### Exercise directions
Each line of the listing that includes the string "story" is to be identified and copied.

### Entries provided
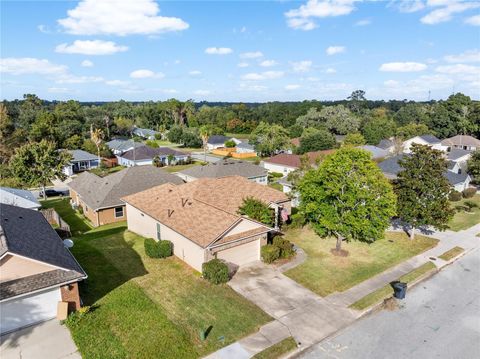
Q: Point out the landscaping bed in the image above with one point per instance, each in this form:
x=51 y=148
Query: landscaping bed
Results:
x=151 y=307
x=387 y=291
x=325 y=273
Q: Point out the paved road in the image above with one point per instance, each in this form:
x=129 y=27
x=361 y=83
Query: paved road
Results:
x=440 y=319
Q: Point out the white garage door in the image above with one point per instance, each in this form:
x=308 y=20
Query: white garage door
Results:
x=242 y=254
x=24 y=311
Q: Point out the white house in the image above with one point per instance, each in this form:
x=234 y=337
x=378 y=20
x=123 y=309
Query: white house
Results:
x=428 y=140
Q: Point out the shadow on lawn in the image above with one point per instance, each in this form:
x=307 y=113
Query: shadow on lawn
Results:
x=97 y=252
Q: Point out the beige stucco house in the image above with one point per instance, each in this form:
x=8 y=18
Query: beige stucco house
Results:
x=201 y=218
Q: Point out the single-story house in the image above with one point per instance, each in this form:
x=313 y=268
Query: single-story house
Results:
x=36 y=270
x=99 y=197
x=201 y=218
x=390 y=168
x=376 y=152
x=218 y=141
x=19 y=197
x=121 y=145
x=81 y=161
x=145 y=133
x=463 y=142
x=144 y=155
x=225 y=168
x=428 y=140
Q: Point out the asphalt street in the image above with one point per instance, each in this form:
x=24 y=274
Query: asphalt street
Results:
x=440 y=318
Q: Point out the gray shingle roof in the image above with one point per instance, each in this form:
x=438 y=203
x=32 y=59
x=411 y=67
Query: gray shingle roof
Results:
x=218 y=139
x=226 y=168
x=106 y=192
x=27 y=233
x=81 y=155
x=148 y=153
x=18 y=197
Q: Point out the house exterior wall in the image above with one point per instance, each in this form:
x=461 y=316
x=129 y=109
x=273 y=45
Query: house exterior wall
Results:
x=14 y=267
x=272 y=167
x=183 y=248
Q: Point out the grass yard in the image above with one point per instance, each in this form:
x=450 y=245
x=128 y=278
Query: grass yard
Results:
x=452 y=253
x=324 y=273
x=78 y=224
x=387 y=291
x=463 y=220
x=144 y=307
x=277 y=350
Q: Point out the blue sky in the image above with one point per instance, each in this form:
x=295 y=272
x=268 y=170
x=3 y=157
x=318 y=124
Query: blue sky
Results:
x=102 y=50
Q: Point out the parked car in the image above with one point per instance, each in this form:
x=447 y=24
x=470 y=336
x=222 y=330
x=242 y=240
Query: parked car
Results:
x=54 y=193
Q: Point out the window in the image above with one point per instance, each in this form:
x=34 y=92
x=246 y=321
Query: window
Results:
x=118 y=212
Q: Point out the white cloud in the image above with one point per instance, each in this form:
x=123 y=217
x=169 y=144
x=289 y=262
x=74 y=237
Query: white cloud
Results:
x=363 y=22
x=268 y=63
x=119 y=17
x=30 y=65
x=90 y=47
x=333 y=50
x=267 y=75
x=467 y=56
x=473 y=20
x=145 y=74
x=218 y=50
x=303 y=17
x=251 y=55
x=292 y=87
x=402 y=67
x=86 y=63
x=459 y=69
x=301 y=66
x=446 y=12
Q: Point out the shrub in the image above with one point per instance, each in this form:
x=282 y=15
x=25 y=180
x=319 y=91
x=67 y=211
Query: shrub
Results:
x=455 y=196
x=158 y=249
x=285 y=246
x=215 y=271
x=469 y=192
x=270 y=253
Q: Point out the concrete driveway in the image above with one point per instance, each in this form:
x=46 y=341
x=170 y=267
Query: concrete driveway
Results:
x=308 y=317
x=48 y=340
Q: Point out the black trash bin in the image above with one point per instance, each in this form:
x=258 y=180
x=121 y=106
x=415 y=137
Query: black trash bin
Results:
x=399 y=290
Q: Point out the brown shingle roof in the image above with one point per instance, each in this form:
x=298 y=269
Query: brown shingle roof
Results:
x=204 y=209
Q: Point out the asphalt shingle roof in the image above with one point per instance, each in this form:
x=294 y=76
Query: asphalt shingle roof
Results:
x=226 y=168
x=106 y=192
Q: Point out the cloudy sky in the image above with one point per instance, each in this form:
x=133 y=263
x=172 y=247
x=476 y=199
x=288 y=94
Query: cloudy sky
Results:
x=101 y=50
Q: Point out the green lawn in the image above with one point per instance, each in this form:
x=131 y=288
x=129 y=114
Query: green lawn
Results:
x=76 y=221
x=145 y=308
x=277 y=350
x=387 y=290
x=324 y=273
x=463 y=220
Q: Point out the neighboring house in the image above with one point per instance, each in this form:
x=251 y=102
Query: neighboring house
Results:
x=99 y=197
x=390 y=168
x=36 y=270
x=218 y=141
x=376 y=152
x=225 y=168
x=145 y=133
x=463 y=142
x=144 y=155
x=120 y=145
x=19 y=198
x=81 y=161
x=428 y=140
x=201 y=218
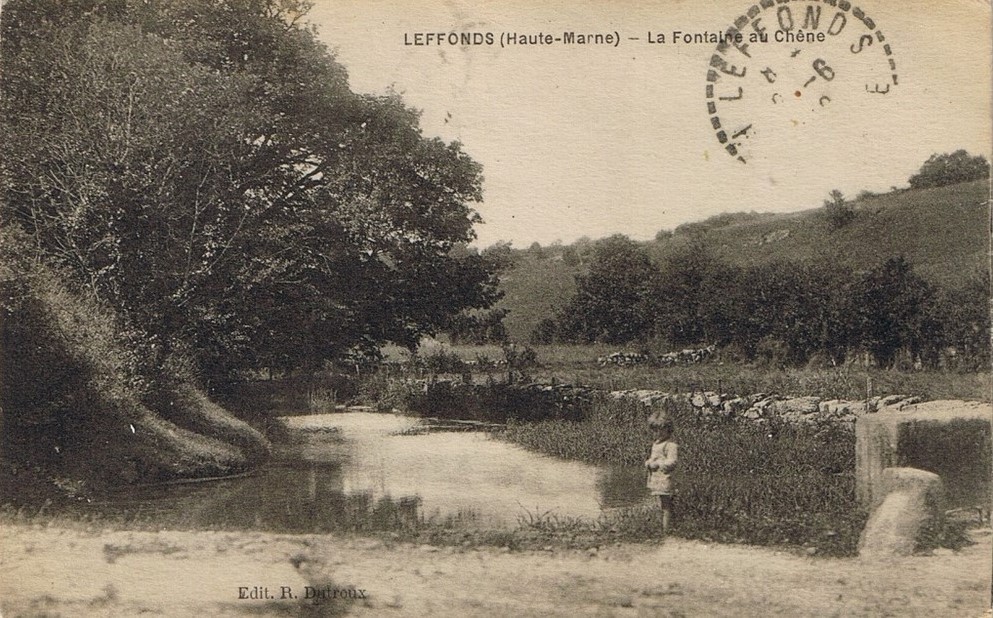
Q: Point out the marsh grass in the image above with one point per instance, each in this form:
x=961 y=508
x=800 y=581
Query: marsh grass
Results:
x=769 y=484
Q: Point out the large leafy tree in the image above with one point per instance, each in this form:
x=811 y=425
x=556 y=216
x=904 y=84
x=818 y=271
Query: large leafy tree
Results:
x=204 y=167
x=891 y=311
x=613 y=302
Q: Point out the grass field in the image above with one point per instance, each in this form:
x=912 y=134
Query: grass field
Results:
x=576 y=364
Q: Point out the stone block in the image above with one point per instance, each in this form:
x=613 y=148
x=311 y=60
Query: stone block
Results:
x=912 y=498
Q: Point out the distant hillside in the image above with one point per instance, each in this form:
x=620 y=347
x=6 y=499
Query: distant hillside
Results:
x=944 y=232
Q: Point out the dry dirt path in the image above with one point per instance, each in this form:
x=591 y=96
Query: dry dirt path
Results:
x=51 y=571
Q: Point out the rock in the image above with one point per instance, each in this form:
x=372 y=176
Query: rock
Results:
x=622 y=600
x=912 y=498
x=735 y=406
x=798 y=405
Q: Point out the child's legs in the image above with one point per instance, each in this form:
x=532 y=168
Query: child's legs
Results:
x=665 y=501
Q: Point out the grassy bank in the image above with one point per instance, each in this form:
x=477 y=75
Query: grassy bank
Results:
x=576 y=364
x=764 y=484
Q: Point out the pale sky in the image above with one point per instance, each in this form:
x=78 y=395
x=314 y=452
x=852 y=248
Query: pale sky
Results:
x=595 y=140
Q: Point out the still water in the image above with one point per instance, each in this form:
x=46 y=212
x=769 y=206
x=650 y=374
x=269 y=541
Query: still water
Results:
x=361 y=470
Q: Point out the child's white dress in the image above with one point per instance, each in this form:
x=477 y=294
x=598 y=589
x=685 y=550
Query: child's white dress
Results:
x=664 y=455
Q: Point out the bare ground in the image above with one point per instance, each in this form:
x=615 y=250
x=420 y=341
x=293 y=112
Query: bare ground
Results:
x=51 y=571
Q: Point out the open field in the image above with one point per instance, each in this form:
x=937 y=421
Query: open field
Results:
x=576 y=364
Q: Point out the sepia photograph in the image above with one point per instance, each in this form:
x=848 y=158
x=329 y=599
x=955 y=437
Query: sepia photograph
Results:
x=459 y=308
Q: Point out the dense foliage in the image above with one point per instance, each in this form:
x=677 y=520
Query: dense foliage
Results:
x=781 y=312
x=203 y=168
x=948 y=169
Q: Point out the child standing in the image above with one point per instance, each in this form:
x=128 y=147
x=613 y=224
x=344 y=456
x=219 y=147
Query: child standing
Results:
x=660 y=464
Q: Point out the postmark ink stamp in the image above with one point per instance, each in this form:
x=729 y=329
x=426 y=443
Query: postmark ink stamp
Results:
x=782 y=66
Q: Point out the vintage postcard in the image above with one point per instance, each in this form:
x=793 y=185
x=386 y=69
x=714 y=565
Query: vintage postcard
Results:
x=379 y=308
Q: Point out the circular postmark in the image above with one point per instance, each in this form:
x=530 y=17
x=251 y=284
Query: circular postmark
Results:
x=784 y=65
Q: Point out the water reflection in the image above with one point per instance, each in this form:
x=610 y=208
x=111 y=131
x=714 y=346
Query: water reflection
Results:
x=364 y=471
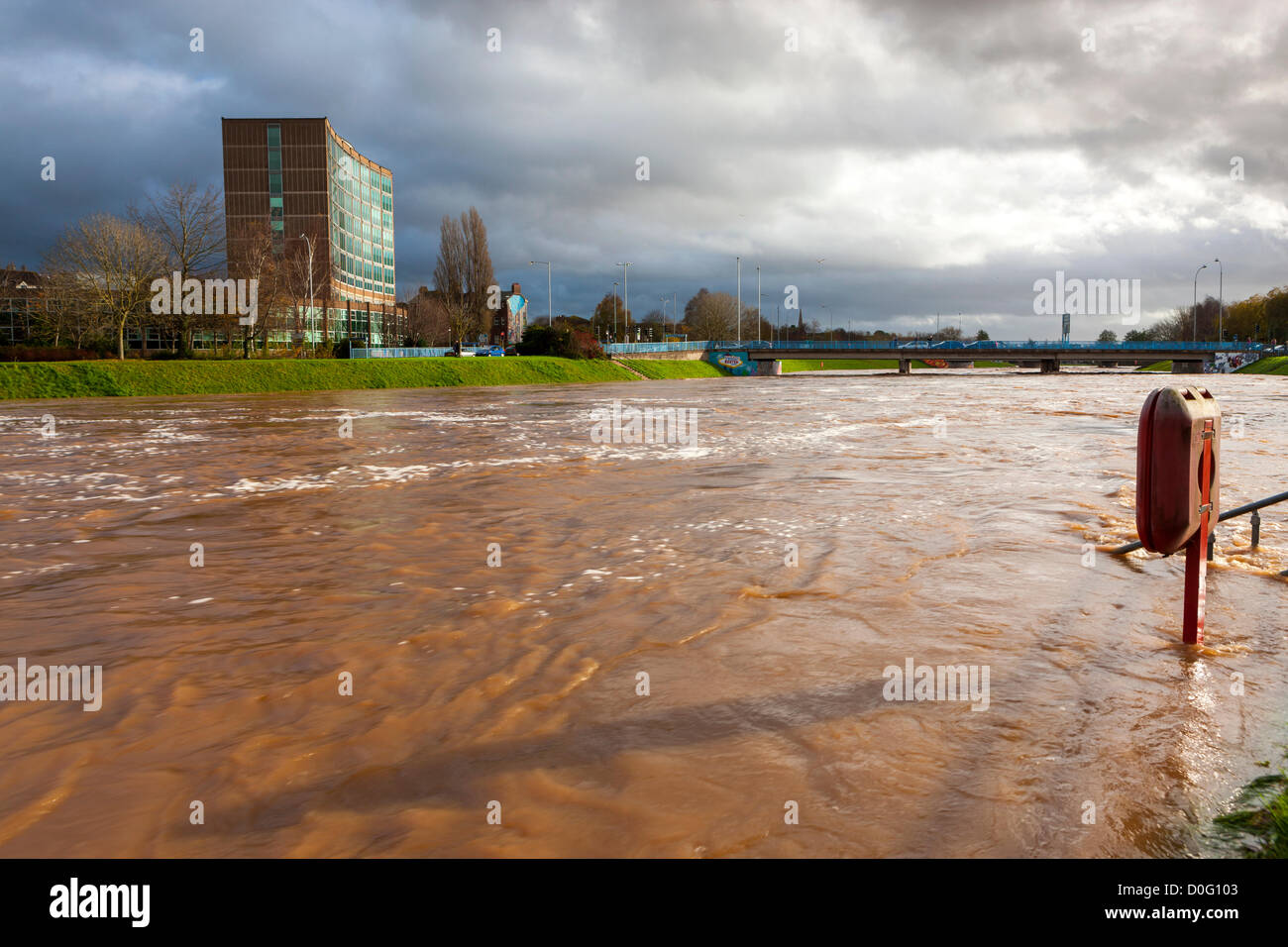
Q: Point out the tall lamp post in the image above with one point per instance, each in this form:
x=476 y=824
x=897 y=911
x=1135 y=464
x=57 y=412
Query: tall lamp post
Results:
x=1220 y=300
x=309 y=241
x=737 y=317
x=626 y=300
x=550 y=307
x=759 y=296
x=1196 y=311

### Answer box
Q: Point out the single-story house in the image above with one point per instance, each in this form:
Query: single-story house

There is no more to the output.